— START Data for the task —

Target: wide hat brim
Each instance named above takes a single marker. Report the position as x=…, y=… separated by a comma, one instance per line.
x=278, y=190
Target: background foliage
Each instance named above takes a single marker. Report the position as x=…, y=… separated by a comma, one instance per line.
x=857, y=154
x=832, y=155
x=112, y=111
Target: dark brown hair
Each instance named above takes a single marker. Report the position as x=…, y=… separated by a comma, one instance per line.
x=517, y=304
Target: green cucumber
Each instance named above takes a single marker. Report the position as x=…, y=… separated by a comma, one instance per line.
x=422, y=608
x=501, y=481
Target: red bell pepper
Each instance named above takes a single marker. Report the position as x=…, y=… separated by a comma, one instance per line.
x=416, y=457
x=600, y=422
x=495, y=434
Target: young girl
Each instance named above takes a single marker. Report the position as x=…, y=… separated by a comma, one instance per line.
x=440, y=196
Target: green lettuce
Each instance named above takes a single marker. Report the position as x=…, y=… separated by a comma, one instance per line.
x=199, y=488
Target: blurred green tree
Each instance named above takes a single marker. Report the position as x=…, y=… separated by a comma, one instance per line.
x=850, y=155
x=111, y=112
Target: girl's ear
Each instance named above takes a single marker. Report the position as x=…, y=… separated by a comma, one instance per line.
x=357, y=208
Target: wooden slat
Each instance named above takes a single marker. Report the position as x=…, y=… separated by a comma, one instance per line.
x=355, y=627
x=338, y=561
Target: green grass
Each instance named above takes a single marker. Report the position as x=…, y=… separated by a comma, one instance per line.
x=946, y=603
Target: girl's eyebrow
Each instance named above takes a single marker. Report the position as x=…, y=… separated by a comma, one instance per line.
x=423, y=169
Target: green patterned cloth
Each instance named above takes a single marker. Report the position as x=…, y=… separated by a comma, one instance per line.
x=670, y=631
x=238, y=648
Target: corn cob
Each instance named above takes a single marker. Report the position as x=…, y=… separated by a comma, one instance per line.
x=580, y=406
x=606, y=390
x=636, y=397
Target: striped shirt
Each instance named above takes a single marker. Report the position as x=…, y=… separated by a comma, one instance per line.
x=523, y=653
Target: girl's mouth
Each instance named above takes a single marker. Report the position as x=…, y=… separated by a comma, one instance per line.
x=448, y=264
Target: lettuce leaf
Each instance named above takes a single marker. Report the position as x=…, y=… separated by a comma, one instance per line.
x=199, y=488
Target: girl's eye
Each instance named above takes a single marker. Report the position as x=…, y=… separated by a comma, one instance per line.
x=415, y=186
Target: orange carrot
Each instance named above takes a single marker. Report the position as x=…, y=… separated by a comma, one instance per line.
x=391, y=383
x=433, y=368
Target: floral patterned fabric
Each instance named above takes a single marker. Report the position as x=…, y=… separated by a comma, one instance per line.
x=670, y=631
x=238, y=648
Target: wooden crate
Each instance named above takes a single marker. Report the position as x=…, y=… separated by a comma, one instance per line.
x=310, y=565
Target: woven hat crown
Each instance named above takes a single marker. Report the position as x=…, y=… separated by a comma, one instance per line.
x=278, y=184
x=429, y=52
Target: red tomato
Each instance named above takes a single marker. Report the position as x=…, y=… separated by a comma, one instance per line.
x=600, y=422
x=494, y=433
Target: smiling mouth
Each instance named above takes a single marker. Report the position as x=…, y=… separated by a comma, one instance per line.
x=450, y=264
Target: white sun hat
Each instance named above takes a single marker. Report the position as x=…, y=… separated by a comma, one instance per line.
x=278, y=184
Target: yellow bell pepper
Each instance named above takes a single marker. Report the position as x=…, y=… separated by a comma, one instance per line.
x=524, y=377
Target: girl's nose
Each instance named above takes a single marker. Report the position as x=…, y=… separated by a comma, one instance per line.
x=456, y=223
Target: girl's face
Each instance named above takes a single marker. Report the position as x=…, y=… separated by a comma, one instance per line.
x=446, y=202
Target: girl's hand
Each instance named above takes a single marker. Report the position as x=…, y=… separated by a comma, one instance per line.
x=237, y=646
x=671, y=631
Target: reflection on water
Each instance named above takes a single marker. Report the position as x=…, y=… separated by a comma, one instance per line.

— END Data for the task —

Your instructions — Render every line above as a numbered list, omitting any blank lines.

Response to the exercise —
1. Target: wide hat brim
2. Each instance named above takes a single marker. Report the position as x=…, y=… separated by a comma, one instance per line.
3. x=278, y=190
4. Target: background foliage
5. Each instance named above takes a single marker. Report the position as x=…, y=… separated by a comma, one instance per line.
6. x=857, y=154
7. x=832, y=155
8. x=112, y=111
9. Target: dark brown hair
10. Each instance named above takes a single marker. Report the position as x=…, y=… separated by a comma, one instance per line.
11. x=517, y=304
12. Target: green cucumber
13. Each instance named above takes a single marker. Report the position as x=…, y=… separated by a comma, one instance per line.
14. x=422, y=608
15. x=501, y=481
16. Target: red bell pepper
17. Each instance named above takes a single marker. Report the position as x=…, y=… separated by a comma, one instance per line.
18. x=416, y=457
19. x=600, y=422
20. x=495, y=434
21. Target: young girl
22. Each instance named above takes a single marker. Report the position as x=…, y=… separated by a comma, one instance per line.
23. x=440, y=196
24. Target: green lettuce
25. Each instance named above takes a single marker. Report the position as x=…, y=… separated by a comma, one instance per line.
26. x=199, y=488
27. Target: blurred green tree
28. Each instance named above takes a single marker. Report the position as x=…, y=… separated by a comma, one instance per line.
29. x=850, y=155
30. x=111, y=112
31. Target: girl's ear
32. Each instance named above takes a single marker. Report the position as x=…, y=… separated by a comma, one instance per line.
33. x=357, y=208
34. Target: wooden slat
35. Each instance named above takes a single marker. Report the position as x=…, y=… separated by a comma, one instance per line.
36. x=355, y=627
37. x=338, y=561
38. Target: green grass
39. Each instance named above takes a single marker. Report the position as x=…, y=… separated by a comma, one instance per line.
40. x=946, y=603
41. Target: girl's eyebrow
42. Each instance named above takes a single marker. Report the position as x=…, y=… separated by a comma, one instance per line.
43. x=423, y=169
44. Target: green patterned cloth
45. Each instance named above takes a single marker. Report the position as x=…, y=… separated by a comma, one instance per line.
46. x=670, y=631
47. x=238, y=648
48. Target: corn cob
49. Each instance named above takes a single marker. Report the position as x=…, y=… separated by a comma, one instance per line.
50. x=580, y=406
51. x=606, y=390
52. x=636, y=397
53. Target: striped shirt
54. Each instance named above takes a single marker. Report the position as x=…, y=… separated by a comma, one instance per line.
55. x=523, y=653
56. Target: girl's mouth
57. Each instance named above takes a single marker. Report the position as x=…, y=… separated by a comma, one instance per line.
58. x=448, y=264
59. Target: lettuce leaf
60. Each instance named above takes a single marker. Report the position as x=…, y=… separated by a comma, one instance per line.
61. x=199, y=488
62. Target: girl's eye
63. Each instance named above takes a single marker. Report the position as x=…, y=… separated by a comma, one instance per line.
64. x=415, y=186
65. Target: orange carrot
66. Each instance named above takes a single marker. Report the position as x=…, y=… separated by a comma, one instance per line.
67. x=391, y=383
68. x=433, y=368
69. Target: floral patterned fabric
70. Each instance named above takes a single marker. Report the position as x=…, y=… separated by a comma, one instance per line.
71. x=670, y=631
72. x=238, y=648
73. Target: wooden crate
74. Each instance named above takes a single marker. Report the position as x=…, y=… separated by a comma, one instance per line.
75. x=310, y=565
76. Target: woven hat crown
77. Each instance named above takes a single marker. Report the position as x=…, y=… separated by a comma, one instance per line.
78. x=278, y=184
79. x=429, y=52
80. Target: red tomato
81. Each instance named above takes a single marker. Report the position as x=…, y=… separated by a comma, one instance per line.
82. x=600, y=422
83. x=494, y=433
84. Target: smiling mouth
85. Each instance named above takes a single marker. Report the position as x=…, y=… separated by a comma, one instance per line.
86. x=450, y=264
87. Target: white sun hat
88. Each instance named above takes a single marker. Report the position as x=…, y=… separated by a comma, one instance per line.
89. x=278, y=184
90. Target: yellow bell pepper
91. Each instance named above takes a single marker. Report the position as x=…, y=… separated by a comma, one instance per line.
92. x=524, y=377
93. Target: girl's nose
94. Each instance named above takes a single marker. Report the position as x=…, y=… separated by a comma, one instance per line.
95. x=456, y=223
96. Target: girl's face
97. Each instance named above takes a single marker. Report the position as x=…, y=… separated by a comma, one instance per line.
98. x=446, y=202
99. Target: girl's hand
100. Each instance named above takes a single marker. Report the position as x=…, y=… separated by a comma, one instance per line.
101. x=237, y=646
102. x=671, y=631
103. Target: reflection on water
104. Each instance named above takes a single marker. Report the position as x=…, y=… separated by a comma, one instance per line.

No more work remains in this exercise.